___ ENTRIES PROVIDED ___
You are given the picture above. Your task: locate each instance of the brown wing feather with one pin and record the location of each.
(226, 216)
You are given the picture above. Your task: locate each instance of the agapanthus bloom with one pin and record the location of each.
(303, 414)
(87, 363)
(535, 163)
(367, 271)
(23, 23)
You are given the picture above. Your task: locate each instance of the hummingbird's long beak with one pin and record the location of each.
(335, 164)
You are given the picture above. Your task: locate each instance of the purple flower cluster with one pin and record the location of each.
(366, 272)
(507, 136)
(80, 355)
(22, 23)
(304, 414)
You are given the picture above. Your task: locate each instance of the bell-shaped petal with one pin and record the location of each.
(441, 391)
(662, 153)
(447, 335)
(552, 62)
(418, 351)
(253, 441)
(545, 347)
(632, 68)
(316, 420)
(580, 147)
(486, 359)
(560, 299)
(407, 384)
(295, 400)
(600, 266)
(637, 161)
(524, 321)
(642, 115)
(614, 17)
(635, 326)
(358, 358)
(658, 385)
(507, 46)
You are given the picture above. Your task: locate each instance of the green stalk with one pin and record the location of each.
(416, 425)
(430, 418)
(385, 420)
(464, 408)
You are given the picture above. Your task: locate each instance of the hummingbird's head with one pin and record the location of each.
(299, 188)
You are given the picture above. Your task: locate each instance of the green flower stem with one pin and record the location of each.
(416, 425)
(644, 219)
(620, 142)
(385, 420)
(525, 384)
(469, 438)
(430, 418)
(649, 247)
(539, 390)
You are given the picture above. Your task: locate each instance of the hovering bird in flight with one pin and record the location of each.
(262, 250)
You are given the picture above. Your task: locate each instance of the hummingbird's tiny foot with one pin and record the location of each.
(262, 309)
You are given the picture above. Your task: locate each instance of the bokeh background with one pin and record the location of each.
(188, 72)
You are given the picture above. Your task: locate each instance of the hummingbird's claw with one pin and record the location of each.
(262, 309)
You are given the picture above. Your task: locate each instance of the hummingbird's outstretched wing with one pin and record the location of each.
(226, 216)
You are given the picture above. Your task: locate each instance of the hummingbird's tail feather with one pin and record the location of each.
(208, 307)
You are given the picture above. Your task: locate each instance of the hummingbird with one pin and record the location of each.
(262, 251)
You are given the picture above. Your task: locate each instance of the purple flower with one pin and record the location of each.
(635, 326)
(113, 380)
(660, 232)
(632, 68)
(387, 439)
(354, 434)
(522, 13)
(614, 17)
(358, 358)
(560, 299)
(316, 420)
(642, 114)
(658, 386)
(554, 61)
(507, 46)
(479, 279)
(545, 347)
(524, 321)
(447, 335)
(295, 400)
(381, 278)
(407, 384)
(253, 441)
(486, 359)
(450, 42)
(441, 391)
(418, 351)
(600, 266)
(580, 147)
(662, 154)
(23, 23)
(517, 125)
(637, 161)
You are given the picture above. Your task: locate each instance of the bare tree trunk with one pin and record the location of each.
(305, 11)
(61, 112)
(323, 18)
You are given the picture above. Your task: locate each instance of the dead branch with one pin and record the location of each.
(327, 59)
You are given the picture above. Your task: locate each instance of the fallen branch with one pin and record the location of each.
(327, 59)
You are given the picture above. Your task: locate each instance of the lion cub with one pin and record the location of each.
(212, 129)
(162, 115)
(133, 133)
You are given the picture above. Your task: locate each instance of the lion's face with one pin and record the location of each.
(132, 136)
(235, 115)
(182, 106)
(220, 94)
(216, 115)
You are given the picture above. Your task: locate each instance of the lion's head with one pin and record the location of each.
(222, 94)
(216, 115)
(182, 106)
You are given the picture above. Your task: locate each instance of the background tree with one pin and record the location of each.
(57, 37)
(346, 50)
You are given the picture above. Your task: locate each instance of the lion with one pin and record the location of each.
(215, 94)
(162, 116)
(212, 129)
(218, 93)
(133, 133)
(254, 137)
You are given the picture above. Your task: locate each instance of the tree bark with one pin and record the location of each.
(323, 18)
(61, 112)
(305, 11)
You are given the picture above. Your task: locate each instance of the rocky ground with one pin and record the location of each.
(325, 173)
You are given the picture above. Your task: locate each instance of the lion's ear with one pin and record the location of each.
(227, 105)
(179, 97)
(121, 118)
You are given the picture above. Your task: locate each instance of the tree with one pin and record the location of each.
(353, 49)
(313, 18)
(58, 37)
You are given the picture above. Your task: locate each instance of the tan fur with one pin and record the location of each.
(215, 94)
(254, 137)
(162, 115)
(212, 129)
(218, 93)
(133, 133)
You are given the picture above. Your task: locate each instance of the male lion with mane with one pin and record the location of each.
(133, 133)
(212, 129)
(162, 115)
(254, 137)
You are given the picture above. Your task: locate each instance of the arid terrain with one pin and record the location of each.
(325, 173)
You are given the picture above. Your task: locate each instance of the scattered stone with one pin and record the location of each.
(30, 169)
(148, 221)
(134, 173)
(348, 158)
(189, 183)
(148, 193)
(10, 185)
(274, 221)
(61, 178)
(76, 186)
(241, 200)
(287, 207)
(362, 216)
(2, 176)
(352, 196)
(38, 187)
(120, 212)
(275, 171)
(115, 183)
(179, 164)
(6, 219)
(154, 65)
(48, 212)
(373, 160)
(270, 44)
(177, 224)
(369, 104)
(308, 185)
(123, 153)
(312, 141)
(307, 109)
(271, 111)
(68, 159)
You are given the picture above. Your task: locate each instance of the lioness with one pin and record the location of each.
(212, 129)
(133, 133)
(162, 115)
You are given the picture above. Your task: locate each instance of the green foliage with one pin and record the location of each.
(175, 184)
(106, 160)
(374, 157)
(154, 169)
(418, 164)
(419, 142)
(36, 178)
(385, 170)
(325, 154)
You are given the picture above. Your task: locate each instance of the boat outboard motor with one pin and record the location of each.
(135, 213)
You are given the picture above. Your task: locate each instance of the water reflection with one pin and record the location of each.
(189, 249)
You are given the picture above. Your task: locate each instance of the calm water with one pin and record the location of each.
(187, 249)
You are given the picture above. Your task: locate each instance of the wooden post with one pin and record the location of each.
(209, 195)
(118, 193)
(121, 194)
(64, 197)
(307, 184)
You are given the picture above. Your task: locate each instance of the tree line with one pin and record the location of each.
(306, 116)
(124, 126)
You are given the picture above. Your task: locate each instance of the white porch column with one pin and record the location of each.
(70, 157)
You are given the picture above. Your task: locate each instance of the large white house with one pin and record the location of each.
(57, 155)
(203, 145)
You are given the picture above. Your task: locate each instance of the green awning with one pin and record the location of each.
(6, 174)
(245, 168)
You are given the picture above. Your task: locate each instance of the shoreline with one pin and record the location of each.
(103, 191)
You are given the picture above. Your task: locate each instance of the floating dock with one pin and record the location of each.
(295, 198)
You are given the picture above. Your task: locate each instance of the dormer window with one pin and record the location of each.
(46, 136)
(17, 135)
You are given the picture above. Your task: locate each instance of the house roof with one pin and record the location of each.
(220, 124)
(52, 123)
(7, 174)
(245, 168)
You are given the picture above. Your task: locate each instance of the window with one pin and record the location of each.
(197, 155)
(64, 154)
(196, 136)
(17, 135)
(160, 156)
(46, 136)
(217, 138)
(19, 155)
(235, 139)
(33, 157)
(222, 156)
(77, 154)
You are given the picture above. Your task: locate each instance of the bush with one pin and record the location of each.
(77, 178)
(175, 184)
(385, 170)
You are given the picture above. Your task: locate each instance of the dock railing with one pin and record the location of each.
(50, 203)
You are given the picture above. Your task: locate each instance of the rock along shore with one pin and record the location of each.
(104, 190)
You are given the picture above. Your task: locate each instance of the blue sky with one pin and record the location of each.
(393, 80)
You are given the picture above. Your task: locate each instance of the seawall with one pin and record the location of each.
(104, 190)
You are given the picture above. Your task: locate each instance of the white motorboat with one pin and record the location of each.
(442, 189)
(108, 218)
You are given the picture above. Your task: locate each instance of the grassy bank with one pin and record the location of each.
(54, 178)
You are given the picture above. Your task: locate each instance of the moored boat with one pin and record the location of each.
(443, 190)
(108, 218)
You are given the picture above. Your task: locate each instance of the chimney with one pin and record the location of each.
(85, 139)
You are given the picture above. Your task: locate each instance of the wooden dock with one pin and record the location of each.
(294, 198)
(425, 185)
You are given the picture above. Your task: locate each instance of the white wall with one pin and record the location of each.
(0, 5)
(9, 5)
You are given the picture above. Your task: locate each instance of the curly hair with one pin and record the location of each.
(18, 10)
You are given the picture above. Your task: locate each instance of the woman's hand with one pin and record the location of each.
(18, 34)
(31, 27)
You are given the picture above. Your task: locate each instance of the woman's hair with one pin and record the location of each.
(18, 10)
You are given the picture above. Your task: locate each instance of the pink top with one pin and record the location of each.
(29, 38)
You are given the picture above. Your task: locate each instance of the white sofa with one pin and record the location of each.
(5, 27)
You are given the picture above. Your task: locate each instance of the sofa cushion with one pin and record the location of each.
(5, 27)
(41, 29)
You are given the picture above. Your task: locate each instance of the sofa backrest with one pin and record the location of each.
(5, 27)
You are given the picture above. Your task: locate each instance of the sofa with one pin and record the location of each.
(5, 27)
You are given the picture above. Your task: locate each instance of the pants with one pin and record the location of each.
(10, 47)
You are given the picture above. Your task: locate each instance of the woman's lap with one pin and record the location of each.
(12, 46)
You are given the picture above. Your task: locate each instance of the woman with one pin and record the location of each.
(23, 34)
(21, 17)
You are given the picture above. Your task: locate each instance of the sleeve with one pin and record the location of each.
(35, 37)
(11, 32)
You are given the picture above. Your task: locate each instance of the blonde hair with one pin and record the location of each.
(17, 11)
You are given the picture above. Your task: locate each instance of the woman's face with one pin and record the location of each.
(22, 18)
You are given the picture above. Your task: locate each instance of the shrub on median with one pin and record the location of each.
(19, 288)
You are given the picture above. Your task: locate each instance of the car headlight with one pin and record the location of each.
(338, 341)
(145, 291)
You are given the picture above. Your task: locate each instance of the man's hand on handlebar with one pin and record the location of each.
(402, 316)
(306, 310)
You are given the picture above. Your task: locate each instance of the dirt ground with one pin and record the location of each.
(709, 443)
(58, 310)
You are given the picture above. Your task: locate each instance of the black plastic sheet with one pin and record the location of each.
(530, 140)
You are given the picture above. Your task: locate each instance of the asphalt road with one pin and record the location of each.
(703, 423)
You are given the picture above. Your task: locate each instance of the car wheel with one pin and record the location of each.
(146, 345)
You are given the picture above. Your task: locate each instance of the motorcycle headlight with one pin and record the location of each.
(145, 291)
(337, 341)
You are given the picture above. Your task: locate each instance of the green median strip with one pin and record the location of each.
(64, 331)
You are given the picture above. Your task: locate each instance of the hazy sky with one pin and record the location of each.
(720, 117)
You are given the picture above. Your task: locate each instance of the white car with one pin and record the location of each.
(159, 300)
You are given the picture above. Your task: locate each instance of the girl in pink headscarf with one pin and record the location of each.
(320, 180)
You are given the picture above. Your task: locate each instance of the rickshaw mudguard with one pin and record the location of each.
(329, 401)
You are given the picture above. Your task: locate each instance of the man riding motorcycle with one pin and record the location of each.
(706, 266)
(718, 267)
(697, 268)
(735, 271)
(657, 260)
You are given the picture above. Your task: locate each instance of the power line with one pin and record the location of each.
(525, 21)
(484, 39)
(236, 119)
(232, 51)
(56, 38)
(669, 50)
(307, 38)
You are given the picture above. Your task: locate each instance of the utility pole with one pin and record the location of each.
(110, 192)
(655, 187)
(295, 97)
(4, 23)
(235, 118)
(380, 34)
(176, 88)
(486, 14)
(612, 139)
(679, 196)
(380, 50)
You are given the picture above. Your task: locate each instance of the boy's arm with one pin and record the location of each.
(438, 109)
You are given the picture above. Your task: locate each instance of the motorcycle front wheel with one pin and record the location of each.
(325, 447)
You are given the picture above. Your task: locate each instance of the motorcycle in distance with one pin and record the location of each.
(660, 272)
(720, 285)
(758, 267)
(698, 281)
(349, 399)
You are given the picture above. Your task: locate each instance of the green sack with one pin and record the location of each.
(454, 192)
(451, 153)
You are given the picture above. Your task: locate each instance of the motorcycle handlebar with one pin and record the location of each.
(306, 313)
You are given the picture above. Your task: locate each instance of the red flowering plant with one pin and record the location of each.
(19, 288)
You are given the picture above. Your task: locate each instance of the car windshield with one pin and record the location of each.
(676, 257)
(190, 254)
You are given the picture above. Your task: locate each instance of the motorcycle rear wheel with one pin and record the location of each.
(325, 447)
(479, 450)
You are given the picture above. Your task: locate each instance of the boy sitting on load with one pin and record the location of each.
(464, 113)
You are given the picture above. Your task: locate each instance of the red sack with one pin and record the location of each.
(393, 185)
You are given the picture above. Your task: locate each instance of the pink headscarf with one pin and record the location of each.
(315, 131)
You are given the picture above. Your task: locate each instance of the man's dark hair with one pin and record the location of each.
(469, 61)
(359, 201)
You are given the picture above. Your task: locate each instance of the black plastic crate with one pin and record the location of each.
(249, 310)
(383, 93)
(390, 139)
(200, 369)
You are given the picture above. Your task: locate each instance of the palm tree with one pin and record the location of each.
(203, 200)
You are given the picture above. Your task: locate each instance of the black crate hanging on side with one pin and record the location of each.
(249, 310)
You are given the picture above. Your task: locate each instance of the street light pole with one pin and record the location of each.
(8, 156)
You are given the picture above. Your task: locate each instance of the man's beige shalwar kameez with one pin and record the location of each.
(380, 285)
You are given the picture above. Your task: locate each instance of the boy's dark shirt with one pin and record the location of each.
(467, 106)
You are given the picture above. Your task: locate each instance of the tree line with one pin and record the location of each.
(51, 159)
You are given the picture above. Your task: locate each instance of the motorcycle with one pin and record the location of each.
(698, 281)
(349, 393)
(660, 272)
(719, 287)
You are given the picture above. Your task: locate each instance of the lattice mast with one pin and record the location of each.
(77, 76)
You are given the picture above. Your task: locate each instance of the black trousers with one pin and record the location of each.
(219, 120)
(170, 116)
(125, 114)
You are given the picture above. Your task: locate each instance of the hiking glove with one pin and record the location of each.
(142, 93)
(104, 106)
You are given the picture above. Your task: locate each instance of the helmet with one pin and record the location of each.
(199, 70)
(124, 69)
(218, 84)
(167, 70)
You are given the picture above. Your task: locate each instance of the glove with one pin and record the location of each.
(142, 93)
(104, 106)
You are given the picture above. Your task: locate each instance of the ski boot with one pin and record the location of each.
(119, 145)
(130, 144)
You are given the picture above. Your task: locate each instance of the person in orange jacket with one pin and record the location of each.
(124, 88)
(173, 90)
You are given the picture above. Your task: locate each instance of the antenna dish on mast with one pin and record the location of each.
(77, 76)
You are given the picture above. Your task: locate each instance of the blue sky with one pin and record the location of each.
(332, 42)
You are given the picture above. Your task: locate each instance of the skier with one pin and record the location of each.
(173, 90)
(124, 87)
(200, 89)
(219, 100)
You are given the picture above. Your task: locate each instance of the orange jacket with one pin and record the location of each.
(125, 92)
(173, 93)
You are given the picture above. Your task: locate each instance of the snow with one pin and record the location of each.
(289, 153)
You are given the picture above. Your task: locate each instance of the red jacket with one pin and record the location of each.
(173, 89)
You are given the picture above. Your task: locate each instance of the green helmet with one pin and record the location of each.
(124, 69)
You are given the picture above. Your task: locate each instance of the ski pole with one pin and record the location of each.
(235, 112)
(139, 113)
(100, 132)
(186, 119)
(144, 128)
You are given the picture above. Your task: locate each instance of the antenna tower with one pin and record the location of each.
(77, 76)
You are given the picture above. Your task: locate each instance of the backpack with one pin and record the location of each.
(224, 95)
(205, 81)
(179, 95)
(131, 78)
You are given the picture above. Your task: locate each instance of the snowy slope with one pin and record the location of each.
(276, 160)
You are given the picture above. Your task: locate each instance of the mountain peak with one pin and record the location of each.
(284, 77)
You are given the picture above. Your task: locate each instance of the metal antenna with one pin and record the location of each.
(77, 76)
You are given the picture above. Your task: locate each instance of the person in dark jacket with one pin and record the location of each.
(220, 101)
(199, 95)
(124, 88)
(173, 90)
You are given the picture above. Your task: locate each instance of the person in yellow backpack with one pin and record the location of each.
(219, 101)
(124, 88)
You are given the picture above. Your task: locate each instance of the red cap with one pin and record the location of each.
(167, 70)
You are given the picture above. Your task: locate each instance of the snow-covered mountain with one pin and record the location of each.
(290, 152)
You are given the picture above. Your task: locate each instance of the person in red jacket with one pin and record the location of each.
___
● **THE TASK**:
Output the stretch of the entries above that opens with the line containing "the red cap" and runs through the final line, both ends included, as a JSON list of strings with one string per line and blank lines left out.

● **CORRECT ANSWER**:
[
  "You are given the picture above. Your task: locate each instance of the red cap with one pin and record the location of each.",
  "(167, 70)",
  "You are given the picture above. Your task: locate each instance of the snow-covered mountain with one pin and record the location of each.",
  "(290, 152)",
  "You are given the picture above. Your task: locate each instance of the person in red jacket with one pin and record the location of each."
]